### [PROMPT]
Once you reach the line containing "of the mountain", write out that line and every remaining line of the records exactly.

Dataset records:
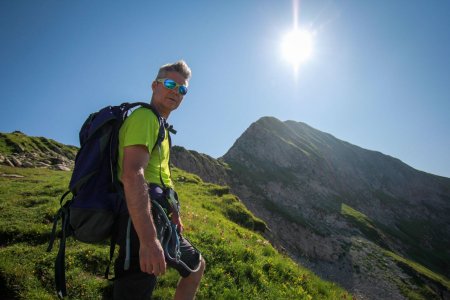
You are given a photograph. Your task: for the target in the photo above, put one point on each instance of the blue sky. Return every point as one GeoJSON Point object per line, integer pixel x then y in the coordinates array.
{"type": "Point", "coordinates": [379, 75]}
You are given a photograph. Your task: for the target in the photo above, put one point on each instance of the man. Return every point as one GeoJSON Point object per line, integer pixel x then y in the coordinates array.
{"type": "Point", "coordinates": [143, 169]}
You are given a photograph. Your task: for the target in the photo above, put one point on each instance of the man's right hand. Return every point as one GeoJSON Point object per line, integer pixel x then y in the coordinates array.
{"type": "Point", "coordinates": [151, 258]}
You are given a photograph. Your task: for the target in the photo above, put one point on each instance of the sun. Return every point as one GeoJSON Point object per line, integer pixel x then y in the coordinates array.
{"type": "Point", "coordinates": [297, 46]}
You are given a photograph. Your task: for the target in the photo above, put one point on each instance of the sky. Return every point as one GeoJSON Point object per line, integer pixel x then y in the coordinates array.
{"type": "Point", "coordinates": [378, 76]}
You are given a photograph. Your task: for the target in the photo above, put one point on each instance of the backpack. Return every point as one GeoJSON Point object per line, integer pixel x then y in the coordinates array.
{"type": "Point", "coordinates": [97, 195]}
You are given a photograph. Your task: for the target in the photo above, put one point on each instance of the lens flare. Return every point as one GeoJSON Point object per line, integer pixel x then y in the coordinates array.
{"type": "Point", "coordinates": [297, 46]}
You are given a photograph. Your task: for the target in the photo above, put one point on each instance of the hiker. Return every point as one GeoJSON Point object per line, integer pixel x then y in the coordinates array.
{"type": "Point", "coordinates": [145, 175]}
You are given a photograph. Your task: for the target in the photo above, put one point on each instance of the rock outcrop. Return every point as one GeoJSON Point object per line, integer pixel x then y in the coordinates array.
{"type": "Point", "coordinates": [345, 212]}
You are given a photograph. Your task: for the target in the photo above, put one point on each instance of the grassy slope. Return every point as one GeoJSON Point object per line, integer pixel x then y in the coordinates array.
{"type": "Point", "coordinates": [17, 142]}
{"type": "Point", "coordinates": [241, 264]}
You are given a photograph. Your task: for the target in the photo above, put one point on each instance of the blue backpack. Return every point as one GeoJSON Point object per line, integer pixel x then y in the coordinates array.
{"type": "Point", "coordinates": [97, 195]}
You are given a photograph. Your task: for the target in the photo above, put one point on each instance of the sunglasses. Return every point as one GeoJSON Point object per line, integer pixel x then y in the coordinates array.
{"type": "Point", "coordinates": [170, 84]}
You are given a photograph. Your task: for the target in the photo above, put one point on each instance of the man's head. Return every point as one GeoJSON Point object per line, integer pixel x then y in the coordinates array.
{"type": "Point", "coordinates": [180, 67]}
{"type": "Point", "coordinates": [170, 86]}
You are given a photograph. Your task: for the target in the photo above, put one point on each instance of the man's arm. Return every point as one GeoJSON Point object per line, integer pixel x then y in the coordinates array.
{"type": "Point", "coordinates": [151, 254]}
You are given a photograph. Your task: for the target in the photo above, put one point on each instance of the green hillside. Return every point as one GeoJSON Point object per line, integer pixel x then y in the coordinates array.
{"type": "Point", "coordinates": [17, 142]}
{"type": "Point", "coordinates": [241, 264]}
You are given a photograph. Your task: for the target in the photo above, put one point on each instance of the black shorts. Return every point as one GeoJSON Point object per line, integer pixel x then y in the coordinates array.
{"type": "Point", "coordinates": [135, 284]}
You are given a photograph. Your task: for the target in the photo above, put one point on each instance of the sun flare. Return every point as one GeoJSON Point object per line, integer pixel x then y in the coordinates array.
{"type": "Point", "coordinates": [297, 46]}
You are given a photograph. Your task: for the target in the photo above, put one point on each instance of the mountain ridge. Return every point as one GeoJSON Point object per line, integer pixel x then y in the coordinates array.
{"type": "Point", "coordinates": [326, 193]}
{"type": "Point", "coordinates": [353, 216]}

### [EXERCISE SOLUTION]
You are given a photograph. Your task: for the target in the photo above, put one point on each instance of the mountain ridge. Return every point as one GeoJSON Point object per line, integer pixel x then y in the coordinates array.
{"type": "Point", "coordinates": [326, 193]}
{"type": "Point", "coordinates": [353, 216]}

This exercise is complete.